_Work request_
A faithful copy of all the data below, please; leave no line out.

__________

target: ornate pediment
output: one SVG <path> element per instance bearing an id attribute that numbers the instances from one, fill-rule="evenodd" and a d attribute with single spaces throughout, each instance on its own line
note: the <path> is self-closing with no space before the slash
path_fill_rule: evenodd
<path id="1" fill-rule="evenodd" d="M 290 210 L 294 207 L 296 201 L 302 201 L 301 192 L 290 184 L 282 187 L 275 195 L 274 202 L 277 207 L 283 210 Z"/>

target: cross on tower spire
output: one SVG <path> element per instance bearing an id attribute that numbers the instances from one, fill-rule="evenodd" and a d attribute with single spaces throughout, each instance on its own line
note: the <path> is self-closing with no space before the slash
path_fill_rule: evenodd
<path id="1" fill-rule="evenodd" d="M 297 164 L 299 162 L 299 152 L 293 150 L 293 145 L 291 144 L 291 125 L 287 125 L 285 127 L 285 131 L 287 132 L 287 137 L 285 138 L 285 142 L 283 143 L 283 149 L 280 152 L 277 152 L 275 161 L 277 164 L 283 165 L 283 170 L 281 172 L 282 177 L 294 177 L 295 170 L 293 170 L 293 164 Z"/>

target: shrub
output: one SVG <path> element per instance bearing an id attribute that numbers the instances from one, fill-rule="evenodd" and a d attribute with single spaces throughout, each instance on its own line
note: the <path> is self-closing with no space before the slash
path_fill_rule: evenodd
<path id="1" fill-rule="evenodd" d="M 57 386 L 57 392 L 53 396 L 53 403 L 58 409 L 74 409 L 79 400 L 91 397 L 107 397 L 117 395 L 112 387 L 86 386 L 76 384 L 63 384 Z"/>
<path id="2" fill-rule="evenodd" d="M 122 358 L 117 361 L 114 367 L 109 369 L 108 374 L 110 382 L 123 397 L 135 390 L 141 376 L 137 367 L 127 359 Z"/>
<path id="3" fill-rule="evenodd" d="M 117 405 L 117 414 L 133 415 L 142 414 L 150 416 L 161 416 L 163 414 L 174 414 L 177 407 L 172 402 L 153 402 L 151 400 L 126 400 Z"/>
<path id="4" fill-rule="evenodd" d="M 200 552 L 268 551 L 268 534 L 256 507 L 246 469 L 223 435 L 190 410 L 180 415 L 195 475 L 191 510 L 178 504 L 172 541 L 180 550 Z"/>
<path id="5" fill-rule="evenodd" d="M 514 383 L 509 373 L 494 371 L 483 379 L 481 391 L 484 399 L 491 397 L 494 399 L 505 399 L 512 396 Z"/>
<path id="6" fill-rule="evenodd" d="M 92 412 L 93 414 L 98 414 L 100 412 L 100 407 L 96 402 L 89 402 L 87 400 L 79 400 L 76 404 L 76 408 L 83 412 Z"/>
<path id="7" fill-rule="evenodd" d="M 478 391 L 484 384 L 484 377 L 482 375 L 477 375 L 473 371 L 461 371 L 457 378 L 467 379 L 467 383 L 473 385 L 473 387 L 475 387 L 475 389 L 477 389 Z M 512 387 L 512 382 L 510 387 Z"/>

__________

_Output of the exercise_
target: ornate pediment
output: one SVG <path> element per instance bearing an id attribute that numbers the instances from one, fill-rule="evenodd" and a d attribute with single spaces throughout, each instance on its own line
note: the <path> is self-closing with no space before the slash
path_fill_rule: evenodd
<path id="1" fill-rule="evenodd" d="M 290 210 L 294 207 L 296 201 L 302 201 L 301 192 L 290 184 L 282 187 L 275 195 L 274 202 L 277 207 L 283 210 Z"/>

target: cross on tower spire
output: one SVG <path> element per instance bearing an id attribute that numbers the instances from one, fill-rule="evenodd" and a d attribute with single spaces throughout, each instance on its own line
note: the <path> is self-closing with no space before the slash
path_fill_rule: evenodd
<path id="1" fill-rule="evenodd" d="M 297 164 L 299 162 L 299 152 L 293 150 L 293 145 L 291 144 L 291 125 L 287 125 L 285 127 L 285 131 L 287 132 L 287 137 L 285 138 L 285 142 L 283 143 L 283 149 L 280 152 L 277 152 L 275 161 L 277 164 L 283 165 L 283 170 L 281 172 L 282 177 L 294 177 L 295 170 L 293 170 L 293 164 Z"/>

target: shrub
output: one SVG <path> element per instance bearing an id attribute that numbers the instances from one, fill-rule="evenodd" and a d attribute with single spaces throughout, each instance on its own line
note: the <path> is self-closing with no space before the slash
path_fill_rule: evenodd
<path id="1" fill-rule="evenodd" d="M 57 386 L 57 392 L 53 396 L 53 403 L 58 409 L 74 409 L 79 400 L 91 397 L 107 397 L 117 395 L 112 387 L 86 386 L 76 384 L 63 384 Z"/>
<path id="2" fill-rule="evenodd" d="M 122 358 L 117 361 L 114 367 L 109 369 L 108 374 L 110 382 L 123 397 L 135 390 L 141 376 L 137 367 L 127 359 Z"/>
<path id="3" fill-rule="evenodd" d="M 117 405 L 117 414 L 133 415 L 142 414 L 150 416 L 161 416 L 163 414 L 174 414 L 177 407 L 172 402 L 153 402 L 151 400 L 126 400 Z"/>
<path id="4" fill-rule="evenodd" d="M 200 552 L 268 551 L 268 534 L 256 507 L 246 469 L 223 435 L 190 410 L 180 415 L 195 475 L 191 510 L 178 504 L 172 541 L 180 550 Z"/>
<path id="5" fill-rule="evenodd" d="M 514 383 L 509 373 L 494 371 L 483 379 L 481 391 L 484 399 L 491 397 L 494 399 L 505 399 L 512 396 Z"/>
<path id="6" fill-rule="evenodd" d="M 92 412 L 93 414 L 98 414 L 100 412 L 100 407 L 96 402 L 89 402 L 87 400 L 79 400 L 76 404 L 76 408 L 83 412 Z"/>
<path id="7" fill-rule="evenodd" d="M 478 391 L 484 384 L 484 377 L 482 375 L 477 375 L 473 371 L 461 371 L 457 378 L 467 379 L 467 383 L 473 385 L 473 387 L 475 387 L 475 389 L 477 389 Z M 512 387 L 512 382 L 510 387 Z"/>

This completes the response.